> _Stored rows_:
━━━━━━━━

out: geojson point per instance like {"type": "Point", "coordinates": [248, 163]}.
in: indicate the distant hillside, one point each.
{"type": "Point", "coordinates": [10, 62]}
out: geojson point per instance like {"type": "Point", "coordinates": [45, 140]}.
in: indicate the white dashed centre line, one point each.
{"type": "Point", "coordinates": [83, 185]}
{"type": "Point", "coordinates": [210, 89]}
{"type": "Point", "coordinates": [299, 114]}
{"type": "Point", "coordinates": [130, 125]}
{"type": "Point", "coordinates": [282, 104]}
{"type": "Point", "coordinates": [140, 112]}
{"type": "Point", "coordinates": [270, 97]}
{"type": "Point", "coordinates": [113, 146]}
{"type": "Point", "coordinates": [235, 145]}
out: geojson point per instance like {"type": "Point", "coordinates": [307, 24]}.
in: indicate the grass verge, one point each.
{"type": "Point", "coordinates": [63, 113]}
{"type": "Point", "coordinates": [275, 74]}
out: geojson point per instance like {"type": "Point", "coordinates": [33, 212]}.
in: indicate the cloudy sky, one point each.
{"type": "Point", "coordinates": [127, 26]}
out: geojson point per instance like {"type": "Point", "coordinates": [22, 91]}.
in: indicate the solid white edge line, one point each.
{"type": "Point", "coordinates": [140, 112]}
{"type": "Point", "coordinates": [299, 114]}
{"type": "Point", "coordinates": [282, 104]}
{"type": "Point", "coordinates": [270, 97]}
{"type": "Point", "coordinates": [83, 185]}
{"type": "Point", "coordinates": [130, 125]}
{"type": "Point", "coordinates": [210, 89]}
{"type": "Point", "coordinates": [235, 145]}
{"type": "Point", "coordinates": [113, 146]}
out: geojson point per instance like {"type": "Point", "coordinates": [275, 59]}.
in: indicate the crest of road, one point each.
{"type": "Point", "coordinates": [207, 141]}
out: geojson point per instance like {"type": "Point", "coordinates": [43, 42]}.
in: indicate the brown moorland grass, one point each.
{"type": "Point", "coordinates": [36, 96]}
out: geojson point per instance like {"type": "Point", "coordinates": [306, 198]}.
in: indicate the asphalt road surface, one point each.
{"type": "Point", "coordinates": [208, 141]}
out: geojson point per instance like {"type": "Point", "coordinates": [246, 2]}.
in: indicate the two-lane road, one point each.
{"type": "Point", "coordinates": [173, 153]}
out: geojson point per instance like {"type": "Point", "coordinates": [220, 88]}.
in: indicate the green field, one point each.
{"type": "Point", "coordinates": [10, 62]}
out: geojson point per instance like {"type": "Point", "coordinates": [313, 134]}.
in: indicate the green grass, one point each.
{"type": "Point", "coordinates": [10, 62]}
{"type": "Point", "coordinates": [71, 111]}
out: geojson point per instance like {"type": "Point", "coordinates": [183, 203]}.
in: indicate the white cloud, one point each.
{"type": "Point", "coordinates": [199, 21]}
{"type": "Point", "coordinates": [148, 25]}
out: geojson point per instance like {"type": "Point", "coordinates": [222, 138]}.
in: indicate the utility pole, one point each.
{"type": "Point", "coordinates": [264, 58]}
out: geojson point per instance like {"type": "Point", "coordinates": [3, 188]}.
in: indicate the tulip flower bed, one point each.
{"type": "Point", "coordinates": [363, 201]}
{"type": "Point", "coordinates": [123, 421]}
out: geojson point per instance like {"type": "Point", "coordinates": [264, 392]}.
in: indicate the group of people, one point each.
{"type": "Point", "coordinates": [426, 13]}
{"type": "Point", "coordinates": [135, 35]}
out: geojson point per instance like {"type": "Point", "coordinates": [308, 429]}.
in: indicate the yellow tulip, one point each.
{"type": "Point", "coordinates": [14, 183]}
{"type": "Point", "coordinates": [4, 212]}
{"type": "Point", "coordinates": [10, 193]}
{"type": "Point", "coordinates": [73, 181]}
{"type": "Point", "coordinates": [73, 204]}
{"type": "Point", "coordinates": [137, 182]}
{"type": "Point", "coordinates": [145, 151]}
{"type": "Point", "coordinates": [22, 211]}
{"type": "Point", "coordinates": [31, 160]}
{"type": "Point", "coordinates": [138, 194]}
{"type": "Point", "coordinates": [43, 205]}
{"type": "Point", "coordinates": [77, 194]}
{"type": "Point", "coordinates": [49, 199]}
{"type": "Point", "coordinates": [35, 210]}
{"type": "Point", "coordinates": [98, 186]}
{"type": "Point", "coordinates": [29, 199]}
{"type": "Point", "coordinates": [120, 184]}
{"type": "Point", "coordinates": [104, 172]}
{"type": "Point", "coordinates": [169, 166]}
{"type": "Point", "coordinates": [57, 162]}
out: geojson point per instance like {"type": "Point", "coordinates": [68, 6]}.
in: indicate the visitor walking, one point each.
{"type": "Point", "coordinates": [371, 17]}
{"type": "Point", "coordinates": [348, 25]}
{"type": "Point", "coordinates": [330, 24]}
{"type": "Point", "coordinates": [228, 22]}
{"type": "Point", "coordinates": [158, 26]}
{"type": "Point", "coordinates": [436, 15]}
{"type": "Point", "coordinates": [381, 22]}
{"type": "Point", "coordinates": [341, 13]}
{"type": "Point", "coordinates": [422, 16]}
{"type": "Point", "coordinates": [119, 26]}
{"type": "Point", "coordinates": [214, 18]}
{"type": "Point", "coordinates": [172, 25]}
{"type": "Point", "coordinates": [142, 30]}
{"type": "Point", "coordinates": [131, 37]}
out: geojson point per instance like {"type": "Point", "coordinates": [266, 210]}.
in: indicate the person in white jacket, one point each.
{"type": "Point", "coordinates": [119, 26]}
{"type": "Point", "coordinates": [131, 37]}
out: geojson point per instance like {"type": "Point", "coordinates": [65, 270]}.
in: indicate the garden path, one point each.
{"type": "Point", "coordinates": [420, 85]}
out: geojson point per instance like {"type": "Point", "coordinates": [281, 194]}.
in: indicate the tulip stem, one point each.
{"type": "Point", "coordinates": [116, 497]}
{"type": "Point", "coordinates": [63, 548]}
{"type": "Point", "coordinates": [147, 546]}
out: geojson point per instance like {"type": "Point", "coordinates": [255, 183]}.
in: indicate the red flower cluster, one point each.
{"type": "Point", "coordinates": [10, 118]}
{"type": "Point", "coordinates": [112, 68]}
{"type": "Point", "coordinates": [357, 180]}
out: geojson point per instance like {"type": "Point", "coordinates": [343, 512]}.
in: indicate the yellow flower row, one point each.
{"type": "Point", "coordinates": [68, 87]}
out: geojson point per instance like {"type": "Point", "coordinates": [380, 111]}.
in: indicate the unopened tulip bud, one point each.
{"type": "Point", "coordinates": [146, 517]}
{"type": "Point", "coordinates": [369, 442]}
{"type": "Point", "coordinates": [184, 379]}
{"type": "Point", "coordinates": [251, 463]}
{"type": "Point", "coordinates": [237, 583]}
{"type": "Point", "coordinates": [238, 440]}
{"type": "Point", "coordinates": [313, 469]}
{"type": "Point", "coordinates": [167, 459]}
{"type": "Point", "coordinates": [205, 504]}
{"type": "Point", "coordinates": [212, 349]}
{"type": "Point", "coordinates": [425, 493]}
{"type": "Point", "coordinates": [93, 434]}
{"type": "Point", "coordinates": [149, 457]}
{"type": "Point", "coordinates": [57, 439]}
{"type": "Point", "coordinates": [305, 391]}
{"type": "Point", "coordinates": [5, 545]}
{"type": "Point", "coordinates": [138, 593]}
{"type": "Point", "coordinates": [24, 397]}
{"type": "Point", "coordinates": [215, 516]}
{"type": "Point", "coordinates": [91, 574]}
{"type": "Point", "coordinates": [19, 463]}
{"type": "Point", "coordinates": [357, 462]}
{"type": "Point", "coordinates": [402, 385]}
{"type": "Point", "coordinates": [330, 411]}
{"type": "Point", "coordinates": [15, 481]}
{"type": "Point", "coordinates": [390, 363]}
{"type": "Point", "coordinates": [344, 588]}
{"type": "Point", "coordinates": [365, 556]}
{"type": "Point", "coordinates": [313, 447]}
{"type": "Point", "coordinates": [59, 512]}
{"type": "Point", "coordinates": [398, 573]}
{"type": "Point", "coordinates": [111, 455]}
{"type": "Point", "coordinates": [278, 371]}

━━━━━━━━

> _Stated exercise_: Please return each line of the material above that contains the word "tulip", copied in full.

> _Answer in full_:
in: indicate the tulip flower bed, one point each.
in: indicate the yellow tulip, one point each.
in: indicate the tulip stem, one point each.
in: indicate the unopened tulip bud, one point each.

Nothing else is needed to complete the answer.